TASK:
Your response should reproduce every line of the entries that contains the word "snake".

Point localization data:

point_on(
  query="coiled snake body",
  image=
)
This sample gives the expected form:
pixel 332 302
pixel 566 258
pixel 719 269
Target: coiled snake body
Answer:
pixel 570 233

EXERCISE OUTPUT:
  query="coiled snake body",
Target: coiled snake body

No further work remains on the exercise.